Repeat the listing that follows exactly, please.
Top of RECORDS TO USE
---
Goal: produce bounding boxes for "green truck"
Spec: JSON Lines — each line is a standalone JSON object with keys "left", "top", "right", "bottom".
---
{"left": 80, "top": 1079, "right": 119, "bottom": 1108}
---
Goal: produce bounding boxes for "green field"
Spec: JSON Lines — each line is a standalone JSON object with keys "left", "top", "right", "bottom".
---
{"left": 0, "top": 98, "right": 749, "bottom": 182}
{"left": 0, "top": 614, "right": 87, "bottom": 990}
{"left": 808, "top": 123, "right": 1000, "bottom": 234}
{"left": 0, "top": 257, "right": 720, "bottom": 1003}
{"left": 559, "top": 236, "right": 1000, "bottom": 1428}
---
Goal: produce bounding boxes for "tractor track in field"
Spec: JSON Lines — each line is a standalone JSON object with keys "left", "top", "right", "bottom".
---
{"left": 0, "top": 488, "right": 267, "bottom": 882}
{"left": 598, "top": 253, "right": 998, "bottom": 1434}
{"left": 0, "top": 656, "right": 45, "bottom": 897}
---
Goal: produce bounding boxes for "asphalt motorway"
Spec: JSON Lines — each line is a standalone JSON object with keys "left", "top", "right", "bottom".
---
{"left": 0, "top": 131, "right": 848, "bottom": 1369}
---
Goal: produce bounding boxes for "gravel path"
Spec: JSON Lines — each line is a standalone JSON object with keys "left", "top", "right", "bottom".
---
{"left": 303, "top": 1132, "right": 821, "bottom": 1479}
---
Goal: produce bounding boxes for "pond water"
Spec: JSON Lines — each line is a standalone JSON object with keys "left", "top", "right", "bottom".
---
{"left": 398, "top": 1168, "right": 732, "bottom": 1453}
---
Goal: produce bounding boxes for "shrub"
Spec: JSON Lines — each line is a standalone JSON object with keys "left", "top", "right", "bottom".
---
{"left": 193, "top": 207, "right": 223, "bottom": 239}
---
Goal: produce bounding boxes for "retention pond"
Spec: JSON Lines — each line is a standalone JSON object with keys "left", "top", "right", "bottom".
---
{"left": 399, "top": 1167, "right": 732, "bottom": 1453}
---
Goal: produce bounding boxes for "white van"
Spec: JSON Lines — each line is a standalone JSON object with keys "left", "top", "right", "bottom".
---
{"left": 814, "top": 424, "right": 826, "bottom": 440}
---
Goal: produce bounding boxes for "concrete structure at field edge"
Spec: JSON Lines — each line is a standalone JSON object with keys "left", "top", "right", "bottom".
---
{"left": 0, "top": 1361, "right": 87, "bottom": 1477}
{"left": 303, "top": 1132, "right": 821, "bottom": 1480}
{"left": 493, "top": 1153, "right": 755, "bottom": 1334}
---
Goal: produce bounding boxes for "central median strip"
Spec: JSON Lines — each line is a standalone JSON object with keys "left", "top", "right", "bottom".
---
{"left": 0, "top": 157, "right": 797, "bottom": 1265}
Bottom of RECORDS TO USE
## ANSWER FOR THIS EXERCISE
---
Goal: produce bounding boxes for "green truck"
Spec: JSON Lines — each line is a standalone JSON object with keys "left", "top", "right", "bottom".
---
{"left": 80, "top": 1079, "right": 119, "bottom": 1108}
---
Goal: produce bounding boxes for "green field"
Spec: JSON Lines — each line is a standalone JSON object with keys "left", "top", "right", "bottom".
---
{"left": 0, "top": 98, "right": 749, "bottom": 182}
{"left": 0, "top": 614, "right": 87, "bottom": 990}
{"left": 808, "top": 123, "right": 1000, "bottom": 234}
{"left": 0, "top": 257, "right": 720, "bottom": 1003}
{"left": 559, "top": 236, "right": 1000, "bottom": 1428}
---
Goal: produce bounding boxes for "tractor track in field"
Spec: JSON Lines — each line is a standalone JSON object with keys "left", "top", "right", "bottom".
---
{"left": 0, "top": 488, "right": 267, "bottom": 882}
{"left": 598, "top": 253, "right": 998, "bottom": 1434}
{"left": 0, "top": 656, "right": 45, "bottom": 897}
---
Goal: produce bounding boxes for "asphalt motorway"
Spec: JSON Lines — each line is a standalone JSON object with keys "left", "top", "right", "bottom".
---
{"left": 0, "top": 131, "right": 848, "bottom": 1369}
---
Goal: produce bounding boxes for "gravel path"
Spec: JSON Lines — each line is a standalone JSON object with keys "left", "top", "right", "bottom".
---
{"left": 303, "top": 1132, "right": 821, "bottom": 1479}
---
Goal: produce bounding boxes for "pond water"
Spec: JSON Lines — each line is a standalone JSON object with keys "left", "top", "right", "bottom".
---
{"left": 398, "top": 1168, "right": 732, "bottom": 1453}
---
Goal: produce bounding boxes for "shrub"
Spec: JSON Lines — each line is a standalone JSON object with keys "left", "top", "right", "bottom".
---
{"left": 193, "top": 207, "right": 223, "bottom": 239}
---
Goal: produce bounding boxes for "retention pond"
Spec: JSON Lines — each line is a standalone JSON object with keys "left", "top", "right", "bottom".
---
{"left": 399, "top": 1167, "right": 732, "bottom": 1453}
---
Goal: produce bounding boxes for "white van"
Spec: JSON Lines — each line is a standalone JSON object with keys "left", "top", "right", "bottom".
---
{"left": 814, "top": 424, "right": 826, "bottom": 440}
---
Goal: produce bounding boxes for "concrete structure at field edge"
Spec: JSON Lines — each line is a standalone JSON object with keys "left", "top", "right", "bottom".
---
{"left": 0, "top": 1361, "right": 87, "bottom": 1477}
{"left": 303, "top": 1132, "right": 821, "bottom": 1480}
{"left": 493, "top": 1153, "right": 755, "bottom": 1334}
---
Goal: produce bounding boxes for "central median strip"
Spec: JSON Lines — each line is a standalone JSON object with keys "left", "top", "right", "bottom".
---
{"left": 0, "top": 157, "right": 797, "bottom": 1265}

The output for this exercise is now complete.